Article

---------------

Cette ville de Saxe, où naquit Richard Wagner en 1813 et qui est aujourd'hui intégrée dans la République allemande, fut aux XVIIIe et XIXe siècles une grande capitale musicale, avec ses deux grandes églises, Saint-Thomas et Saint-Nicolas, et leurs écoles de musique.

   La Thomasschule, attachée à l'église Saint-Thomas, école publique ancienne, était célèbre pour ses chœurs formés de jeunes garçons de dix à dix-neuf ans, étudiants en musique, les alumni, qui chantaient la messe pendant les services religieux. Elle compta parmi ses « cantors » Stephani von Orba (à partir de 1435), Sethus Calvisius (1594-1615), Johann Hermann Schein (1615-1630), Johann Kuhnau (1701-1722) et surtout Jean-Sébastien Bach, qui reprit le poste à la mort de Kuhnau et l'assura de 1723 à 1750. Parmi les cantors plus récents, on peut citer J.-A. Hiller (1789-1804) et, de nos jours, Günther Ramin (à partir de 1950), Kurt Thomas (1955-1961), Mauesberger (1961-1972), H. J. Rotzsch (1972).

   Les concerts du Gewandhaus sont une tradition célèbre à Leipzig. Ces concerts réguliers, fondés en 1743 par Johann Friedrich Doles, qui dirigeait alors un ensemble de 17 exécutants, furent interrompus entre 1756 et 1763 par la guerre de Sept Ans, sous Frédéric-Auguste II, mais ils ressuscitèrent en 1763 avec un effectif instrumental plus important, et, à partir de 1781, se donnèrent dans une salle attenante à l'ancienne halle des marchands de lin, le Gewandhaus (la « maison du vêtement »). En 1884, ils s'installèrent dans une salle plus grande et d'acoustique meilleure. Un nombre considérable de musiciens réputés ont été chefs titulaires du Gewandhaus : parmi ceux-ci, Felix Mendelssohn (1835-1847), Niels Gade (1847-48), Karl Reinecke (1860-1895), Arthur Nikisch (1895-1922), Wilhelm Furtwängler (1922-1929), et, à partir de 1970, Kurt Masur. C'est l'orchestre du Gewandhaus qui jouait à l'opéra de Leipzig. Inauguré en 1693 avec l'Alceste de N.-A. Strungk, cet opéra fut, au XVIIIe siècle surtout, un des hauts lieux du Singspiel allemand, sous la direction de Georg Philipp Telemann puis, après une interruption, de J.-A. Hiller. C'est là que fut créé pour l'Allemagne l'Oberon de Weber en 1828. Au XXe siècle, on y créa plusieurs opéras modernes allemands : en 1927, Johnny joue (Johnny spielt auf) d'Ernest Křenek, premier opéra occidental intégrant le jazz ; en 1930, Mahagonny (Aufstieg und Untergang der Stadt Mahagonny) de Kurt Weill et Bertolt Brecht ; en 1948, Die Nachtschwalbe (« l'Engoulevent ») de Boris Blacher. À l'orchestre du Gewandhaus, il faut ajouter l'orchestre symphonique de Leipzig.

---------------

Objectifs
- A) Transcrivez le passage de l'article sur la vie musicale de Leipzig en commençant par « La Thomasschule, attachée » et en poursuivant jusqu'à « J. Rotzsch (1972). ».
- B) D'après l'article sur la vie musicale de Leipzig, expliquez en une à trois phrases pourquoi les concerts du Gewandhaus cessèrent entre 1756 et 1763.
- C) Dressez la liste de tous les chefs titulaires du Gewandhaus que nomme l'article sur la vie musicale de Leipzig.
Le matériel qui suit provient d'une autre source.

Entrées enregistrées:

---------------

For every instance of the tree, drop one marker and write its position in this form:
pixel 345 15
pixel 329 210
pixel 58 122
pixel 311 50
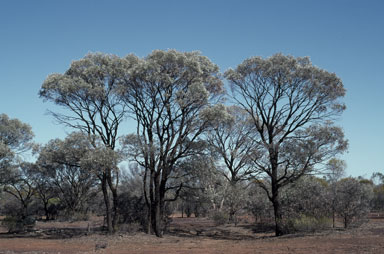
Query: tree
pixel 378 199
pixel 335 171
pixel 232 139
pixel 59 163
pixel 19 185
pixel 292 104
pixel 166 93
pixel 87 92
pixel 353 200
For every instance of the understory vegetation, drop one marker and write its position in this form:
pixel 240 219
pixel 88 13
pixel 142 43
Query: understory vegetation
pixel 260 140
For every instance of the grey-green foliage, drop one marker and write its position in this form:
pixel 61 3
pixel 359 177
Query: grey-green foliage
pixel 166 92
pixel 60 162
pixel 232 139
pixel 307 196
pixel 378 199
pixel 292 104
pixel 87 92
pixel 353 200
pixel 306 205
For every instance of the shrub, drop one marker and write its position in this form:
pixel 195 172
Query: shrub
pixel 311 224
pixel 130 228
pixel 16 224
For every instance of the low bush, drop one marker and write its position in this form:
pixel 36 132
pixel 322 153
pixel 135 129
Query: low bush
pixel 307 224
pixel 15 224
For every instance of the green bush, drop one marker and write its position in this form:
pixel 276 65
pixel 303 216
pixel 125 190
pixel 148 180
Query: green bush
pixel 220 218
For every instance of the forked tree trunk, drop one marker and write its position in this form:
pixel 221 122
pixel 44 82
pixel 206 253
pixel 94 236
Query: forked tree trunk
pixel 278 218
pixel 108 212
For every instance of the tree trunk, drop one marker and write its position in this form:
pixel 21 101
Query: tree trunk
pixel 273 157
pixel 115 214
pixel 158 212
pixel 278 217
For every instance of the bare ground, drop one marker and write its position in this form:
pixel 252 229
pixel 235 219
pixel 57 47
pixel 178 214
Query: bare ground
pixel 192 235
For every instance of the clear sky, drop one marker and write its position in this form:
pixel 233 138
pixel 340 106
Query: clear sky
pixel 38 38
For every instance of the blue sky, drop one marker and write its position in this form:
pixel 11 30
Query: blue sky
pixel 38 38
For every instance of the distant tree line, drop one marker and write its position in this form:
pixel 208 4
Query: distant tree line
pixel 252 140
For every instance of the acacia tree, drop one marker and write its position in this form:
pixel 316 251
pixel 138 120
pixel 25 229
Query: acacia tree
pixel 166 93
pixel 233 143
pixel 353 200
pixel 335 171
pixel 87 92
pixel 59 162
pixel 232 139
pixel 15 138
pixel 19 185
pixel 292 104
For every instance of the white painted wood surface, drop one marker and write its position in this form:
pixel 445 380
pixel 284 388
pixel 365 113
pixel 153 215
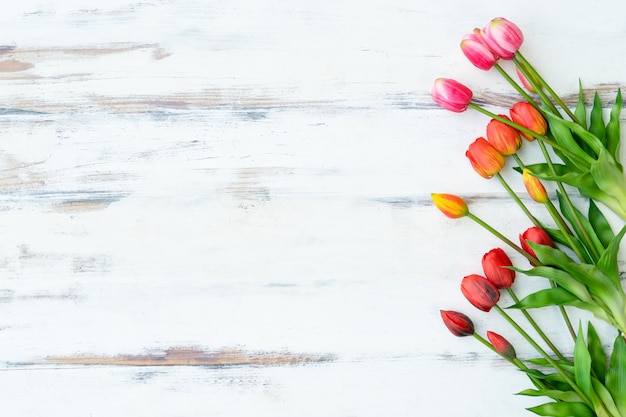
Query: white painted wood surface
pixel 241 190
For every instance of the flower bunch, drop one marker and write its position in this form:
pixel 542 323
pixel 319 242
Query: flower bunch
pixel 575 250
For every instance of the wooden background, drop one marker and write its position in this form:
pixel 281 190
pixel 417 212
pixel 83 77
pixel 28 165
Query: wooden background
pixel 222 208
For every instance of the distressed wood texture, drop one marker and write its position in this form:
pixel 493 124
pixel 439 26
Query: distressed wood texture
pixel 222 208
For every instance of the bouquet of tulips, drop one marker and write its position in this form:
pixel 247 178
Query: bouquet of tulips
pixel 575 250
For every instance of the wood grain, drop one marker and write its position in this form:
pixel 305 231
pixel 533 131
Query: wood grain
pixel 214 208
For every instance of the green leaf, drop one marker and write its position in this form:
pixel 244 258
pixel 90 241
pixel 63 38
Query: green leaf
pixel 581 111
pixel 584 181
pixel 598 358
pixel 600 225
pixel 616 374
pixel 563 279
pixel 569 396
pixel 581 225
pixel 613 128
pixel 590 139
pixel 608 261
pixel 563 409
pixel 596 127
pixel 606 293
pixel 608 177
pixel 603 399
pixel 563 136
pixel 559 237
pixel 582 363
pixel 565 364
pixel 557 296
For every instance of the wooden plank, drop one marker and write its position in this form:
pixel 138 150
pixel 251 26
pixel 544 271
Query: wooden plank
pixel 223 208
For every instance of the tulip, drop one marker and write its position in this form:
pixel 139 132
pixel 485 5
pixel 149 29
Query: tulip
pixel 477 51
pixel 481 293
pixel 524 81
pixel 534 235
pixel 458 323
pixel 534 187
pixel 485 159
pixel 525 115
pixel 451 205
pixel 495 263
pixel 503 37
pixel 504 138
pixel 451 94
pixel 501 345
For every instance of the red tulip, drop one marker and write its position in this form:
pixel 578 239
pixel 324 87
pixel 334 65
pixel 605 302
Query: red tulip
pixel 494 265
pixel 502 346
pixel 527 85
pixel 534 235
pixel 525 115
pixel 503 37
pixel 504 138
pixel 458 323
pixel 481 293
pixel 477 51
pixel 451 205
pixel 485 159
pixel 451 94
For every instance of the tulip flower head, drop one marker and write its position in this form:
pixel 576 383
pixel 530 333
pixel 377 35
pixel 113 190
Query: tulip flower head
pixel 451 205
pixel 477 51
pixel 495 263
pixel 481 293
pixel 527 85
pixel 534 187
pixel 504 138
pixel 503 37
pixel 451 94
pixel 458 323
pixel 535 235
pixel 525 115
pixel 485 158
pixel 501 345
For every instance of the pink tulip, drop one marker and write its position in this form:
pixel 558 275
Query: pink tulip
pixel 503 37
pixel 451 94
pixel 477 51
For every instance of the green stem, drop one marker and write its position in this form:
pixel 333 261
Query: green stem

---------------

Solutions proposées
- A)
La Thomasschule, attachée à l'église Saint-Thomas, école publique ancienne, était célèbre pour ses chœurs formés de jeunes garçons de dix à dix-neuf ans, étudiants en musique, les alumni, qui chantaient la messe pendant les services religieux. Elle compta parmi ses « cantors » Stephani von Orba (à partir de 1435), Sethus Calvisius (1594-1615), Johann Hermann Schein (1615-1630), Johann Kuhnau (1701-1722) et surtout Jean-Sébastien Bach, qui reprit le poste à la mort de Kuhnau et l'assura de 1723 à 1750. Parmi les cantors plus récents, on peut citer J.-A. Hiller (1789-1804) et, de nos jours, Günther Ramin (à partir de 1950), Kurt Thomas (1955-1961), Mauesberger (1961-1972), H. J. Rotzsch (1972).

- B) Les concerts du Gewandhaus furent interrompus entre 1756 et 1763 par la guerre de Sept Ans, sous Frédéric-Auguste II. Ils reprirent en 1763 avec un effectif instrumental plus important.

- C)
Felix Mendelssohn (1835-1847)
Niels Gade (1847-48)
Karl Reinecke (1860-1895)
Arthur Nikisch (1895-1922)
Wilhelm Furtwängler (1922-1929)
Kurt Masur (à partir de 1970)